## [Your instructions]
Please reproduce every one of the records below line for line, changing nothing.

## [Input records]
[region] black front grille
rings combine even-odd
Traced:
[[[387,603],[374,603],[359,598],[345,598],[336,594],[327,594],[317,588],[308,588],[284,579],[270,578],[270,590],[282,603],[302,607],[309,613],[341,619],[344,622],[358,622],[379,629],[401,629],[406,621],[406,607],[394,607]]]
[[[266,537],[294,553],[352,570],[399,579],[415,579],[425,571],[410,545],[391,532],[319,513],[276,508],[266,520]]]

## [Completed exercise]
[region] black front grille
rings combine even-odd
Traced:
[[[387,603],[374,603],[359,598],[345,598],[336,594],[327,594],[317,588],[308,588],[284,579],[270,578],[270,590],[282,603],[302,607],[309,613],[341,619],[344,622],[358,622],[379,629],[401,629],[406,621],[406,607],[394,607]]]
[[[266,537],[294,553],[352,570],[399,579],[415,579],[425,571],[410,545],[391,532],[319,513],[276,508],[266,520]]]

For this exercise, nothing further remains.